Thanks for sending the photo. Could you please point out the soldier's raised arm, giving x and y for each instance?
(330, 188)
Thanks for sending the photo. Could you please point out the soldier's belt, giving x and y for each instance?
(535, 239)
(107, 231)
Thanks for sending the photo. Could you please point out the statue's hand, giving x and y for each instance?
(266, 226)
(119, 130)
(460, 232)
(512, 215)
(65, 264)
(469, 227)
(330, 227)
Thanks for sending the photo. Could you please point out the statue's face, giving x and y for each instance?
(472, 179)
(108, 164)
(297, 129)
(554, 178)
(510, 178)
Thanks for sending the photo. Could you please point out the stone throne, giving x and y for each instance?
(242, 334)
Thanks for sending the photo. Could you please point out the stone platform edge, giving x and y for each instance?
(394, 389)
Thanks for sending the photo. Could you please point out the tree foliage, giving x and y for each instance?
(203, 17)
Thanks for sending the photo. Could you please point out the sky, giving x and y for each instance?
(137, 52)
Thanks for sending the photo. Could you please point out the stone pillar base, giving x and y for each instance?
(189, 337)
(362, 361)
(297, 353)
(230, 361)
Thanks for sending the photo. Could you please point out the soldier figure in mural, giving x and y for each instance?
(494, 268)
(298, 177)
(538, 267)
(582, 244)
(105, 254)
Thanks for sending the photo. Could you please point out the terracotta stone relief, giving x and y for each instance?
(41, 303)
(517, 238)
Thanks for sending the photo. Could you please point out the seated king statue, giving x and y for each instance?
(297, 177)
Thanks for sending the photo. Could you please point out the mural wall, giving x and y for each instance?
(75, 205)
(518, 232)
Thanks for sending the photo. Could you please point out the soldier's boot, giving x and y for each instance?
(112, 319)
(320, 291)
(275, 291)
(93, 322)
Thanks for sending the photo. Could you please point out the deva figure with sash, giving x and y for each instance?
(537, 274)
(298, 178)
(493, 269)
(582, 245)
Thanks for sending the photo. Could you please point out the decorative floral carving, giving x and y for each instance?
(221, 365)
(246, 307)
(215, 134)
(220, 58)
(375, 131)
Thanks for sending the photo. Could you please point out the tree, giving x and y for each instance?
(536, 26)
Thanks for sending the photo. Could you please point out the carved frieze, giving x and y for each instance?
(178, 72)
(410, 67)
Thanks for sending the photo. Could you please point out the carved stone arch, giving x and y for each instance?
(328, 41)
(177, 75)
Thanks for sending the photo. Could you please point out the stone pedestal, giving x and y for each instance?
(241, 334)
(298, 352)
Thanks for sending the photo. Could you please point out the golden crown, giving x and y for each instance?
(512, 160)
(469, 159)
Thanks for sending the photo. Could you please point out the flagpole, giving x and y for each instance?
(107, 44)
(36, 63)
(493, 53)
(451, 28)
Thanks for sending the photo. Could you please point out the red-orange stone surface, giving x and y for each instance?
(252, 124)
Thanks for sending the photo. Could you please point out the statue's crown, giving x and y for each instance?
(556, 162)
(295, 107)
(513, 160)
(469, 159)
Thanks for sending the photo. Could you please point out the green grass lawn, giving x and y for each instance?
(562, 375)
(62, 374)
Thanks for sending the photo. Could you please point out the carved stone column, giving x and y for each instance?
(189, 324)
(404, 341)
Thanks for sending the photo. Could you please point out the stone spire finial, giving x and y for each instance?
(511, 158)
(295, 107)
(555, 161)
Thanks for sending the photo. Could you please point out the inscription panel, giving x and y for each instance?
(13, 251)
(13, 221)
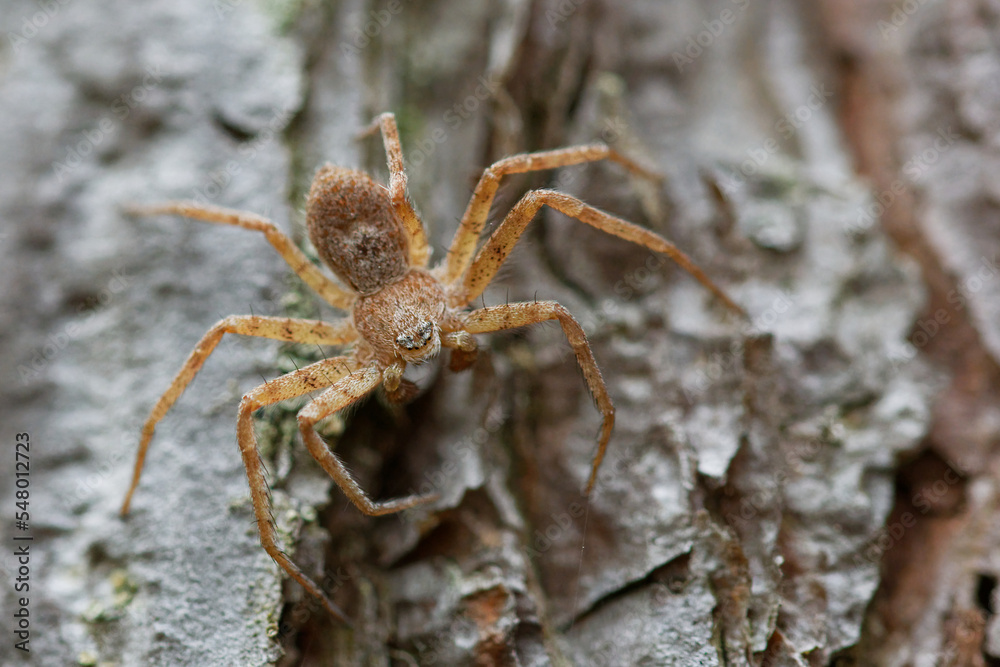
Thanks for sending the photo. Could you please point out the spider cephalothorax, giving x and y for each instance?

Problembeschreibung: Schreib das ganze Material oben Wort für Wort ab und lass dabei die Bilder weg.

Antwort zur Aufgabe:
Thanks for sending the photo. Could you please point out the soldier's raised arm, giving x and y for each instance?
(330, 188)
Thanks for sending the photo. Could you please point out the soldier's belt, giving x and y for each instance?
(535, 239)
(107, 231)
Thanks for sending the photo. Could you please point out the statue's hand, giving x and y for each instance?
(266, 226)
(119, 130)
(460, 232)
(512, 215)
(65, 264)
(469, 227)
(330, 227)
Thanks for sending the photo. Could you please point out the statue's face, giving x and y for each instance?
(472, 179)
(108, 164)
(297, 129)
(554, 178)
(510, 178)
Thanks for sending the photo. Could you please point out the stone throne, giving x and y for each instance?
(242, 334)
Thanks for sending the photo. Could you please point out the stone platform edge, giving x and y for each instance?
(394, 389)
Thanks for sending the photo. Could you please point out the tree foliage, giving x and y for each instance?
(203, 17)
Thanks for sending the photo. Could you please point out the sky, giving x and y for each instance?
(137, 52)
Thanks for sending the photo. Could you please point out the stone pillar base, giving x and y for each instance?
(189, 337)
(362, 361)
(297, 353)
(230, 361)
Thanks for sending the photo. Could you please point out the soldier figure in mural, giving x and y for each instance?
(494, 268)
(298, 177)
(538, 267)
(582, 244)
(105, 254)
Thanks for sending the photo. Could you please point out the terracotta stone relief, giving x and y for each instance?
(41, 303)
(517, 238)
Thanks for sending the photo. Could you please point out the seated king statue, giving x and y for each instance?
(297, 177)
Thanks for sending the photo. Could you please point out the mural wall, giving x and y for each instance?
(75, 205)
(518, 232)
Thanks for sending the photo. Could you please point out the soldier's boot, giving x and y for each instance?
(112, 319)
(320, 291)
(275, 291)
(93, 322)
Thanks for sending the photo. Could you please point out the deva figure with sash, giving x and y for each instance?
(537, 274)
(298, 178)
(493, 269)
(582, 245)
Thanks for sending the photo. Could you please point out the decorative floral carving, giving x and y for each instance?
(221, 365)
(246, 307)
(215, 134)
(220, 58)
(375, 131)
Thanks for sending the photo. Could you please point out the tree, giving x and y for each instance?
(536, 26)
Thanks for sending the photo. Could you please point out the carved frieze, giving x and y for each instance?
(178, 72)
(410, 67)
Thanks for sending the photo. Could you please point out the carved stone arch, giving x and y for each instance?
(328, 41)
(177, 75)
Thanks for sending the photo. Could you please point out the stone pedestal, giving x and y for each instance?
(241, 334)
(298, 352)
Thanks for sending the photo. Could you please point out the golden crown, giving x and y for each instance?
(512, 160)
(469, 159)
Thanks for sending the photo. Could you please point out the flagpole, giving x and y for each instance?
(107, 44)
(36, 63)
(493, 53)
(451, 28)
Thanks for sending the photo. Could you please point out the red-orange stone surface, giving x and y for each instance?
(252, 124)
Thanks for sending the photo. Could you please point out the statue's crown, giving x and y for each instance?
(556, 162)
(295, 107)
(513, 160)
(469, 159)
Thanks for sending the photo. Could you please point out the green grass lawn, giving x and y for each instance?
(562, 375)
(62, 374)
Thanks for sending the photo. Could you please point out the carved stone column, giving x and y for each instance?
(189, 324)
(404, 341)
Thanks for sending the photo. Could you please point out the stone spire finial, giving x and y for each instance?
(511, 158)
(295, 107)
(555, 161)
Thanks for sending the photo. Could you please point out the inscription panel, giving x and y for each instance?
(13, 251)
(13, 221)
Thanks for sending the photo. Could you please point out the spider cephalothorax, giving x and y for each instance?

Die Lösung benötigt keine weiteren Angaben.